• **PASSAGE SHOWN**:

- - - - - - -

Philo was the one who brought all of this together, and he was the one to bring together the heathen philosophy and the faith of the Jews and to make it all one! Then he was the one who went back and allegorized with the interpretation the things concerning the Bible, and according to Hellenized Grecianism what it meant. He gives quite a long dissertation of everything of the Jewish thought of Philo and how that worked into all of the teaching that actually caused Western Judaism to be wholly and absolutely separate and different from the Babylonian Eastern Judaism.

Philo had no successor. In him Hellenism had completed its cycle. Its message and its mission were ended. Henceforth it needed, like Apollos, its great representative in the Christian Church, two things: the baptism of John to the knowledge of sin and need, and to have the way of God more perfectly expounded. On the other hand, Eastern Judaism had entered with Hillel on a new stage. This direction led farther and farther away from that which the New Testament had taken in following up and unfolding the spiritual elements of the Old. That development was incapable of transformation or renovation. It must go on to its final completion, and be either true, or else be swept away and destroyed.

- - - - - - -

• **THE PROBLEM**: Decide whether each statement agrees with the passage on Philo: (a) Philo had a successor who carried on his work. (b) Eastern Judaism entered on a new stage with Hillel. (c) The development in Eastern Judaism could be transformed or renovated. For each, answer yes or no and quote the deciding words of the passage.

• **PROVIDED INFORMATION**:
- - - - - - -

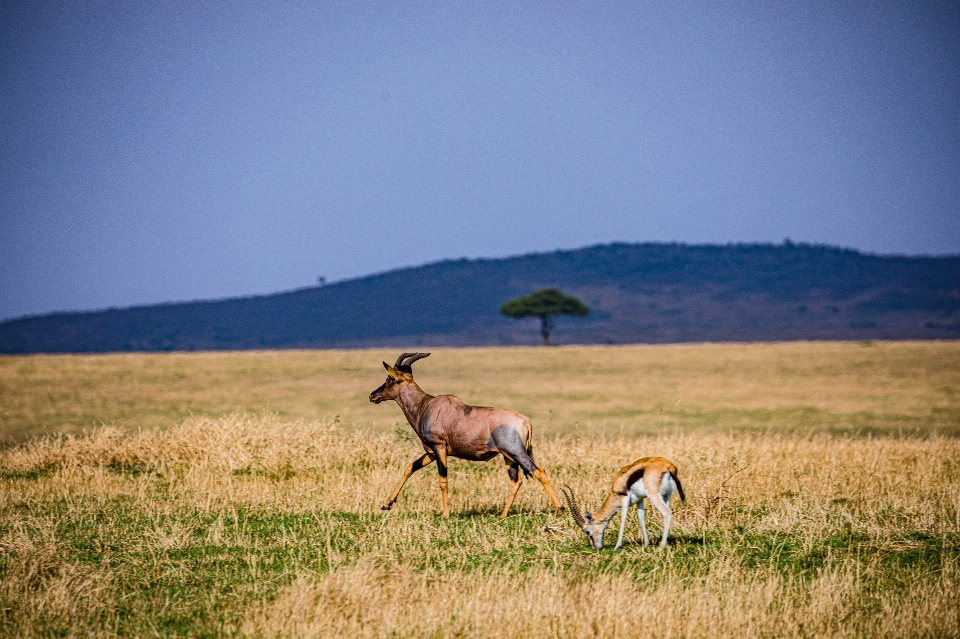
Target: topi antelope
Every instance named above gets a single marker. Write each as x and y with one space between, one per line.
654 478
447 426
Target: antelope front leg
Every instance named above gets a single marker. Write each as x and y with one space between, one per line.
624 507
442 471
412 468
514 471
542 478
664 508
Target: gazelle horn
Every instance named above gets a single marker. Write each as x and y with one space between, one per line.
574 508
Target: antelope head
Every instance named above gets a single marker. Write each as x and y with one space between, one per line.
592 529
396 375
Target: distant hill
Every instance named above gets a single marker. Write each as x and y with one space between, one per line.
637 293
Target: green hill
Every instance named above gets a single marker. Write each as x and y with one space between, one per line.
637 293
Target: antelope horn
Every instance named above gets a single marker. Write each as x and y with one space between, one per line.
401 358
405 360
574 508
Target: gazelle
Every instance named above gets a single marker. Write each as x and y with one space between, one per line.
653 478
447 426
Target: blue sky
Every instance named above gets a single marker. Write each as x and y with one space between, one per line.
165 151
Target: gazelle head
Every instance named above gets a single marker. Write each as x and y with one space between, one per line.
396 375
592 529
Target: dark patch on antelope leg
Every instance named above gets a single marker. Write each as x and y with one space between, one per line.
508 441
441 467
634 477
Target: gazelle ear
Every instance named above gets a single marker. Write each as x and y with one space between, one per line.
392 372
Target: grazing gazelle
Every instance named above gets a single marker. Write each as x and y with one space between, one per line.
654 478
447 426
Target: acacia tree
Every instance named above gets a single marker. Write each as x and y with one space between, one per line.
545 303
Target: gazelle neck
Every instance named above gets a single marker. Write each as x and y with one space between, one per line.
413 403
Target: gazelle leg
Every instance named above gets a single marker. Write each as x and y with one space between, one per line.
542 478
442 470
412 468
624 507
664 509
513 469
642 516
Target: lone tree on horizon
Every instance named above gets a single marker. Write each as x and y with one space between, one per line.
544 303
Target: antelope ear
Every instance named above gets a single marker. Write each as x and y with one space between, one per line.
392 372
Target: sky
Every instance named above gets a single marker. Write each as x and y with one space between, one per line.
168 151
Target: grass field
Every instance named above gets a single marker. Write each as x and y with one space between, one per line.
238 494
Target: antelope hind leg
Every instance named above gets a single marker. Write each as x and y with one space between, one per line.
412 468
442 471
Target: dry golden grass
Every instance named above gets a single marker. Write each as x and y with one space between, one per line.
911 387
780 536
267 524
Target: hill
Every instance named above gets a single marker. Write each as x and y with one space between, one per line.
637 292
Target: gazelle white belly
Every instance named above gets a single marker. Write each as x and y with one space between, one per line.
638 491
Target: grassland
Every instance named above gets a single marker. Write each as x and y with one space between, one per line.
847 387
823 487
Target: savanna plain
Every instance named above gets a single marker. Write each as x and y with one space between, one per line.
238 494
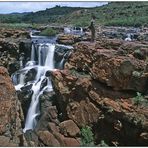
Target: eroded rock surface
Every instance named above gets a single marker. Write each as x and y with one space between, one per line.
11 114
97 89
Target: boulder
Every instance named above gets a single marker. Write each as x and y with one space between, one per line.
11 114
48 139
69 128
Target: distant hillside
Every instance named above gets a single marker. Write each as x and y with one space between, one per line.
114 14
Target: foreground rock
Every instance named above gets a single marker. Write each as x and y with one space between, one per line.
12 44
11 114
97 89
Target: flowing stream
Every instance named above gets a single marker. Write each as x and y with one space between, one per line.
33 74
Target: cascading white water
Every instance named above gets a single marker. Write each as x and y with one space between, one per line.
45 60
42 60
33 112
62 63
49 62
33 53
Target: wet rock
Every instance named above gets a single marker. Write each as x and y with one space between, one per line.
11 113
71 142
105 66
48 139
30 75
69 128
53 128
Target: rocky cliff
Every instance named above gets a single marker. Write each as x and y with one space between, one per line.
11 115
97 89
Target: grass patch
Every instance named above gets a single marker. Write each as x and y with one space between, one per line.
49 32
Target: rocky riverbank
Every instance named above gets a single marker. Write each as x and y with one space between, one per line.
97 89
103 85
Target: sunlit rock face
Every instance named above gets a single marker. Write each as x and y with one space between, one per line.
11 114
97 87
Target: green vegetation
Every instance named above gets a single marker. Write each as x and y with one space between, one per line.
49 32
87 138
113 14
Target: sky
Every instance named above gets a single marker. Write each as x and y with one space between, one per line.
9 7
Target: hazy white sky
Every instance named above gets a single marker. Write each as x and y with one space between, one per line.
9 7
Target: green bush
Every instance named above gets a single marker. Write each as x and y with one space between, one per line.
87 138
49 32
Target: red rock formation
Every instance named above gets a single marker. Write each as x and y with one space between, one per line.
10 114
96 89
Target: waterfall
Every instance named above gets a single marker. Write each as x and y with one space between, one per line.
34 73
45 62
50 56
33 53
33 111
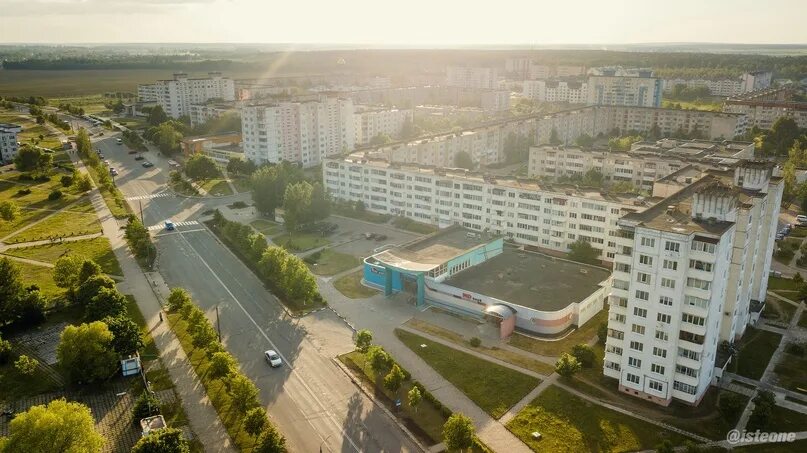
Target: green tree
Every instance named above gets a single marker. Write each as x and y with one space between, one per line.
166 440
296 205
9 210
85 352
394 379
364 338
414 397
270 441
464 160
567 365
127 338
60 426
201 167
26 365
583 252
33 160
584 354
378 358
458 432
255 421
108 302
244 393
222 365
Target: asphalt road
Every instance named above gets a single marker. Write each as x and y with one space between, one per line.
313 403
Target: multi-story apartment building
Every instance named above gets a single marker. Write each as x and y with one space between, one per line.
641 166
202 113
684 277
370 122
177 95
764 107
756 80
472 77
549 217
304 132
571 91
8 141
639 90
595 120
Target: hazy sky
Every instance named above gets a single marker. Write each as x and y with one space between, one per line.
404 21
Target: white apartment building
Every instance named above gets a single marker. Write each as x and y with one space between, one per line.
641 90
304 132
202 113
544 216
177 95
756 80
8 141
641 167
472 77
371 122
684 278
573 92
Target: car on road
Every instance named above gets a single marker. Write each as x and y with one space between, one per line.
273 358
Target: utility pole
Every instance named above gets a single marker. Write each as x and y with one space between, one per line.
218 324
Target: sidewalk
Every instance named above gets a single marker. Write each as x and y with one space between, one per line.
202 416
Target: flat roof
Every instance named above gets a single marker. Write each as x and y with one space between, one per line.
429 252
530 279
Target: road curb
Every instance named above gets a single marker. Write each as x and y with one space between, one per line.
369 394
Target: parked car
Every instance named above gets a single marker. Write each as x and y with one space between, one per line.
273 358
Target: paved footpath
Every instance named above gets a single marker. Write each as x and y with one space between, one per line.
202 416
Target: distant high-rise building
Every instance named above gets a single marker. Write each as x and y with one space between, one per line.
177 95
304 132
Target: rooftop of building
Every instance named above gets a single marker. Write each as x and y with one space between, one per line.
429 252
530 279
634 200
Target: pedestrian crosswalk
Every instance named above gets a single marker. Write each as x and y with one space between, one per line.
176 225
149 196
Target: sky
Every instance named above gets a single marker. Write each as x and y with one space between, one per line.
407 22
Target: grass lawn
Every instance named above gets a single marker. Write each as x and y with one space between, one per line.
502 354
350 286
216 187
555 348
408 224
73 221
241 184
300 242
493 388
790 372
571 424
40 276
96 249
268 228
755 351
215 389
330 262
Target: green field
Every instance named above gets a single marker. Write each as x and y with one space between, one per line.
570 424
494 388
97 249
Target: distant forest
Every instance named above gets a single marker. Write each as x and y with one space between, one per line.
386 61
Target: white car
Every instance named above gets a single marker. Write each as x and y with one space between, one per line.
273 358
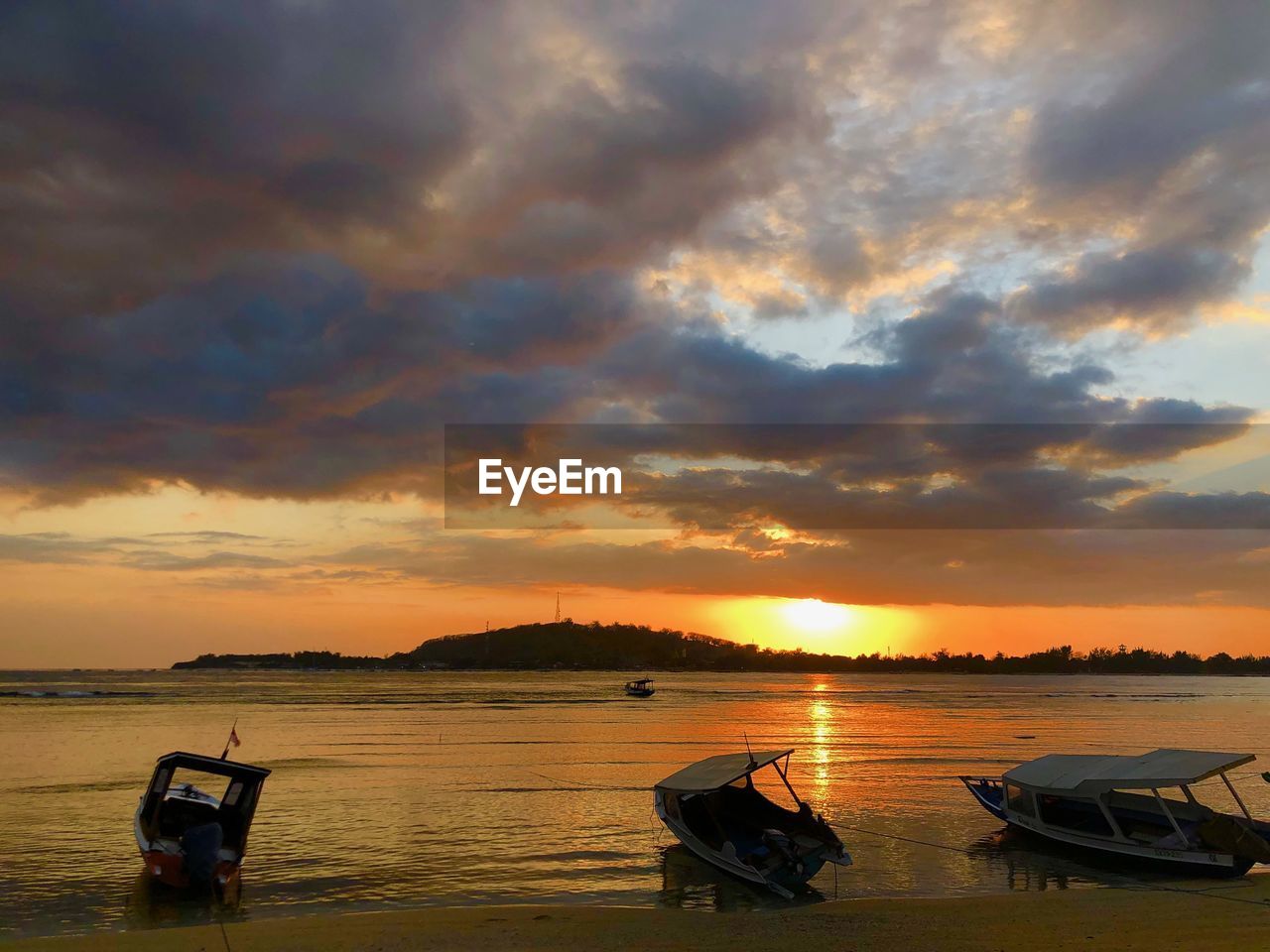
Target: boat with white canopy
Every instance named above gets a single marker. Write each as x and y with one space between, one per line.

- - - - - - -

• **PROBLEM SOLUTION**:
(a) No: "Philo had no successor."
(b) Yes: "Eastern Judaism had entered with Hillel on a new stage."
(c) No: "That development was incapable of transformation or renovation."